* **Instruções da tarefa**
No texto sobre a regulamentação da profissão de historiador, substitua "arquiteto" por "engenheiro" e reproduza o trecho que começa em "FOLHA DE SP" e termina em "um tanto específicos.".

___ Texto para leitura

FOLHA DE SP - 14/11
A possibilidade de um arquiteto, um médico ou um biólogo ministrarem aulas de história é decerto estranha à primeira vista. A profissão de historiador abrange técnicas, conhecimentos e modos de ver um tanto específicos.
Mesmo assim, há mais interesse corporativo do que preocupação científica na proposta de regulamentar a profissão, aprovada pelo Senado na última semana, e que segue para tramitação na Câmara dos Deputados.
O projeto, de autoria do senador Paulo Paim (PT-RS), torna exclusivo para quem tem diploma de graduação, mestrado ou doutorado em história o ensino da disciplina. Até mesmo no ensino superior tal prerrogativa passaria a valer, caso aprovada a nova lei.
"Não vou querer que um arquiteto forme um médico", argumenta o senador Paim. "Por que ia ser diferente no caso de historiador?"
A resposta mais simples seria que, justamente, história não é medicina. Apesar de exigir técnicas próprias, o estudo da história é multidisciplinar por excelência.

______
___ Material extraído

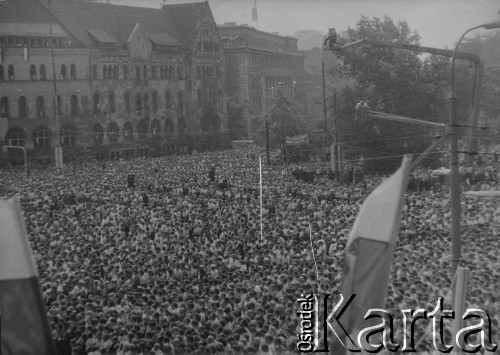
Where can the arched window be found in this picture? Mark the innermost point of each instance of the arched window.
(138, 103)
(215, 123)
(73, 103)
(146, 102)
(204, 123)
(113, 132)
(11, 73)
(155, 101)
(16, 136)
(22, 105)
(97, 104)
(64, 72)
(72, 72)
(181, 125)
(42, 137)
(40, 107)
(68, 136)
(168, 100)
(126, 100)
(59, 105)
(200, 98)
(142, 129)
(155, 128)
(32, 72)
(169, 126)
(180, 101)
(98, 136)
(128, 132)
(112, 104)
(4, 107)
(43, 72)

______

* **Resposta**
FOLHA DE SP - 14/11
A possibilidade de um engenheiro, um médico ou um biólogo ministrarem aulas de história é decerto estranha à primeira vista. A profissão de historiador abrange técnicas, conhecimentos e modos de ver um tanto específicos.